● Exercise
Retype the lines of the data verbatim, from the line containing "[point] at the orange" through the end of the data.

Location identification items:
+ + + +
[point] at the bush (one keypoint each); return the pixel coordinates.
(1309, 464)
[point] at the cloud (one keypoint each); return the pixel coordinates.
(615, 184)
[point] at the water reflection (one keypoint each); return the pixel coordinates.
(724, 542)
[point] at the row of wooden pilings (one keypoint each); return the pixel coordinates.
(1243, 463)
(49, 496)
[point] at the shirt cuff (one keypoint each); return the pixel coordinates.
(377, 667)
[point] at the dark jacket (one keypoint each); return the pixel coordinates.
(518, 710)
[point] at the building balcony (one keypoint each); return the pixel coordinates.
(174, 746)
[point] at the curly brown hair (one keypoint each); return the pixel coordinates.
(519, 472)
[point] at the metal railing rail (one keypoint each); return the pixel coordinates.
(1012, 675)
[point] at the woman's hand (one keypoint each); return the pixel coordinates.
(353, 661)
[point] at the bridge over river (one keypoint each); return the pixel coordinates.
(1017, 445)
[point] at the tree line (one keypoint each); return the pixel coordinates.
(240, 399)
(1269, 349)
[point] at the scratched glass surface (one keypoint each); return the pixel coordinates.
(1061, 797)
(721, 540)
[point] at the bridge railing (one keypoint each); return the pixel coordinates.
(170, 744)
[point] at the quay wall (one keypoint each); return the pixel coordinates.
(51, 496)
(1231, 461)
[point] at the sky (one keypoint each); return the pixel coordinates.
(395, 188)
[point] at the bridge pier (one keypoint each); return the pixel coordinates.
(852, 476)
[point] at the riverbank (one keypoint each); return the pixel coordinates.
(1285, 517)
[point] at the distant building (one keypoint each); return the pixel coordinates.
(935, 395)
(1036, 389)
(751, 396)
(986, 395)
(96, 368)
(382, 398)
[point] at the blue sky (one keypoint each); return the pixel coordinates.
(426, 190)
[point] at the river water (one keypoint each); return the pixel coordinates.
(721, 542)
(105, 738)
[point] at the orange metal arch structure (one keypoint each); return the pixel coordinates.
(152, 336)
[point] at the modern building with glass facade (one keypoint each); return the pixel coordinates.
+ + + +
● Complete response
[point] at the orange metal arch structure (one keypoint each); return the pixel coordinates.
(152, 336)
[point] at the modern building with glass facade (one keypoint each); return the pixel coordinates.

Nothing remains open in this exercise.